DCIM: what are the complementarities with ITSM practice? (Part 4)

By Laurent Duenas, October, 14th 2013 

 

Part 3 started to present the intersections between DCIM and ITSM approaches. It introduced common concerns about cartography representation and monitoring industrialization. This article continues to present intersections through other perspectives of industrialization, and though change management. 

 

What are the links between DCIM and ITSM? (suite)

 

To industrialize IT operations

The capabilities of Data Center automation have been talked within the previous chapter. These have addressed several day-to-day needs:

 

► The automation of operations relating to activity variation (such as additional capacity requests or woarkload upscale or downscale) 

► The automation of operations relating to disruptions

 

In both cases, DCIM tooling automatically provisions (or decommissions) facility resources or send to VM hypervisors calls for provisioning (or decommissioning) modifying significantly the active infrastructure configuration at a time.

iStock_000019244067XSmall - Data Center - DCIM 1.jpg

Examples: activating additional blades, adding power supply through scalable UPS, modifying fan velocity for adapting fresh air distribution, activating additional cooling units, all are operations orchestrated by the DCIM tool through daily automatic decisions without any human intervention.

[Object grounding data in natural language]
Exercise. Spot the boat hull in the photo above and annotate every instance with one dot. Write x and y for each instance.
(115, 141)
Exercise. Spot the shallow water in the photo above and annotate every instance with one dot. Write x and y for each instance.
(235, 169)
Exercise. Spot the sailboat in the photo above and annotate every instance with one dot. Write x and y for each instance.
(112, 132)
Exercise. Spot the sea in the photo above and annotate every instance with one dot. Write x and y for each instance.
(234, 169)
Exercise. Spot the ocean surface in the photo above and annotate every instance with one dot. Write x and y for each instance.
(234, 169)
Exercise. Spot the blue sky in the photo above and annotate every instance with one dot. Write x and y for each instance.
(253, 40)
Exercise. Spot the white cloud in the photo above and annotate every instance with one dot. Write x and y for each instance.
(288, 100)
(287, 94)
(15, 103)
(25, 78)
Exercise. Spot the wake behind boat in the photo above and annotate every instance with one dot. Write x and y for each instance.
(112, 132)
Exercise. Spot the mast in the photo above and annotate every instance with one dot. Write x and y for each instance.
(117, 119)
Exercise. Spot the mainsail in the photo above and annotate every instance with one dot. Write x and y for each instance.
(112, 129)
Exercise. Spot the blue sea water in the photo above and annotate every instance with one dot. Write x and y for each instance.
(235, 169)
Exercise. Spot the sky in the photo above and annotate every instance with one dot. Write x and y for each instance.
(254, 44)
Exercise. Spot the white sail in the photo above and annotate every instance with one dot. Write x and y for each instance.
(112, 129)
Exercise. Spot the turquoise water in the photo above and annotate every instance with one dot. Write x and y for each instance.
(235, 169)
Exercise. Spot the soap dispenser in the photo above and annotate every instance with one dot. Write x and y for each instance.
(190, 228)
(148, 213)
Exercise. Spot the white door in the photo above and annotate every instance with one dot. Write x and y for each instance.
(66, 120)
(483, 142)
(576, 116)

AIM OF THE EXERCISE:
Retype the DCIM and ITSM article above in full, word for word.

EXERCISE ANSWER:
DCIM: what are the complementarities with ITSM practice? (Part 4)

By Laurent Duenas, October, 14th 2013 

 

Part 3 started to present the intersections between DCIM and ITSM approaches. It introduced common concerns about cartography representation and monitoring industrialization. This article continues to present intersections through other perspectives of industrialization, and though change management. 

 

What are the links between DCIM and ITSM? (suite)

 

To industrialize IT operations

The capabilities of Data Center automation have been talked within the previous chapter. These have addressed several day-to-day needs:

 

► The automation of operations relating to activity variation (such as additional capacity requests or woarkload upscale or downscale) 

► The automation of operations relating to disruptions

 

In both cases, DCIM tooling automatically provisions (or decommissions) facility resources or send to VM hypervisors calls for provisioning (or decommissioning) modifying significantly the active infrastructure configuration at a time.

iStock_000019244067XSmall - Data Center - DCIM 1.jpg

Examples: activating additional blades, adding power supply through scalable UPS, modifying fan velocity for adapting fresh air distribution, activating additional cooling units, all are operations orchestrated by the DCIM tool through daily automatic decisions without any human intervention.